**Exercise**
What follows is a set of records, each of which is to be written out exactly.
---- Material for the task
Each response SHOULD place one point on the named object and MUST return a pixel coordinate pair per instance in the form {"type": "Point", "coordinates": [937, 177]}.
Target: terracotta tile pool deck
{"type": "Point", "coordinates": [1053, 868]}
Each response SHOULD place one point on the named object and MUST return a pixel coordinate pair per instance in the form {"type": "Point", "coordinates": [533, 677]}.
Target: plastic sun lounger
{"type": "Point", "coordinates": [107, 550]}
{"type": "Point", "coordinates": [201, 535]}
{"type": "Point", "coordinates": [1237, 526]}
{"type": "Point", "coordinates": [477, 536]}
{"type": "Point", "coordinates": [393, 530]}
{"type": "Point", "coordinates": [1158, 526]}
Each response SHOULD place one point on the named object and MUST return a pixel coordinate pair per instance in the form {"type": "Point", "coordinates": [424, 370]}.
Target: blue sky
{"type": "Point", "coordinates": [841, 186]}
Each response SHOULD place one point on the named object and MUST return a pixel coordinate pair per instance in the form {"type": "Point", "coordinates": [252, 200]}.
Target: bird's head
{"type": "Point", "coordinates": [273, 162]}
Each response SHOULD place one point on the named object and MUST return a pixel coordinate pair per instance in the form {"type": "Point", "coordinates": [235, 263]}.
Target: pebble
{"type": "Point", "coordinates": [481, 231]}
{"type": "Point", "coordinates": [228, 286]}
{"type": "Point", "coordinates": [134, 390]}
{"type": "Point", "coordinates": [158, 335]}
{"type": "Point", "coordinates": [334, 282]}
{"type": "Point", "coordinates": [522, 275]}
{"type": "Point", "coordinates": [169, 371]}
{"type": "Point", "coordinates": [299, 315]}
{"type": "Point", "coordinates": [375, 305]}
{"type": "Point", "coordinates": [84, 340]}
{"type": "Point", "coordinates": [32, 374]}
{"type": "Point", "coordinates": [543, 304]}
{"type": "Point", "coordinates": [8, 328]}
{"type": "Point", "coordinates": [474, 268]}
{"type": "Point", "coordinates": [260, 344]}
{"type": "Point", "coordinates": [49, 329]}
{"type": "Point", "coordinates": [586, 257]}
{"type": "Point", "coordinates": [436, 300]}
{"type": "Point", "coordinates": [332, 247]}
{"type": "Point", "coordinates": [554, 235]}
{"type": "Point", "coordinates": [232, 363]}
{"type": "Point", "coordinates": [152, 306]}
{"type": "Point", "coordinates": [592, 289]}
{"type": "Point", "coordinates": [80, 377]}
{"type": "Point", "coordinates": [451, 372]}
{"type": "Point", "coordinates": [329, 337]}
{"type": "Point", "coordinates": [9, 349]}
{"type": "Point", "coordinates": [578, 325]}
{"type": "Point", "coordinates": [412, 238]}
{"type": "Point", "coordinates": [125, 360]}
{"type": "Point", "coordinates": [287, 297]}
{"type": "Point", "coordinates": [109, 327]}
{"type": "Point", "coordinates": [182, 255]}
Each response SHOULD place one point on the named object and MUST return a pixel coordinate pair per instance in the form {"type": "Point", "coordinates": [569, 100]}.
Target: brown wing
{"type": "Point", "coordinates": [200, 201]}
--------
**Result below**
Each response SHOULD place one point on the named object and MUST return a pixel coordinate pair per instance in the form {"type": "Point", "coordinates": [937, 177]}.
Target: terracotta tile pool deck
{"type": "Point", "coordinates": [1053, 868]}
Each response SHOULD place one point on the named object and MUST return a pixel coordinate pair per instance in the form {"type": "Point", "coordinates": [533, 677]}.
Target: plastic sun lounger
{"type": "Point", "coordinates": [107, 550]}
{"type": "Point", "coordinates": [201, 535]}
{"type": "Point", "coordinates": [1237, 526]}
{"type": "Point", "coordinates": [477, 536]}
{"type": "Point", "coordinates": [393, 530]}
{"type": "Point", "coordinates": [1158, 526]}
Each response SHOULD place one point on the named object and MUST return a pixel coordinate pair per instance in the form {"type": "Point", "coordinates": [424, 370]}.
Target: blue sky
{"type": "Point", "coordinates": [841, 186]}
Each response SHOULD place one point on the named object and MUST return a pixel coordinate pair per instance in the form {"type": "Point", "coordinates": [252, 200]}.
Target: bird's head
{"type": "Point", "coordinates": [273, 162]}
Each response SHOULD place one point on the named object and MUST return a pixel coordinate pair per instance in the form {"type": "Point", "coordinates": [235, 263]}.
Target: pebble
{"type": "Point", "coordinates": [481, 231]}
{"type": "Point", "coordinates": [228, 286]}
{"type": "Point", "coordinates": [134, 390]}
{"type": "Point", "coordinates": [158, 335]}
{"type": "Point", "coordinates": [334, 282]}
{"type": "Point", "coordinates": [522, 275]}
{"type": "Point", "coordinates": [169, 371]}
{"type": "Point", "coordinates": [299, 315]}
{"type": "Point", "coordinates": [375, 305]}
{"type": "Point", "coordinates": [84, 340]}
{"type": "Point", "coordinates": [32, 374]}
{"type": "Point", "coordinates": [543, 304]}
{"type": "Point", "coordinates": [8, 328]}
{"type": "Point", "coordinates": [474, 268]}
{"type": "Point", "coordinates": [260, 344]}
{"type": "Point", "coordinates": [49, 329]}
{"type": "Point", "coordinates": [586, 257]}
{"type": "Point", "coordinates": [436, 300]}
{"type": "Point", "coordinates": [332, 247]}
{"type": "Point", "coordinates": [554, 235]}
{"type": "Point", "coordinates": [232, 363]}
{"type": "Point", "coordinates": [152, 306]}
{"type": "Point", "coordinates": [592, 289]}
{"type": "Point", "coordinates": [80, 377]}
{"type": "Point", "coordinates": [451, 372]}
{"type": "Point", "coordinates": [329, 337]}
{"type": "Point", "coordinates": [9, 349]}
{"type": "Point", "coordinates": [578, 325]}
{"type": "Point", "coordinates": [412, 238]}
{"type": "Point", "coordinates": [125, 360]}
{"type": "Point", "coordinates": [287, 297]}
{"type": "Point", "coordinates": [109, 327]}
{"type": "Point", "coordinates": [182, 255]}
Each response SHOULD place one point on the named object and MUST return a pixel coordinate pair per instance in the form {"type": "Point", "coordinates": [569, 100]}.
Target: brown wing
{"type": "Point", "coordinates": [200, 201]}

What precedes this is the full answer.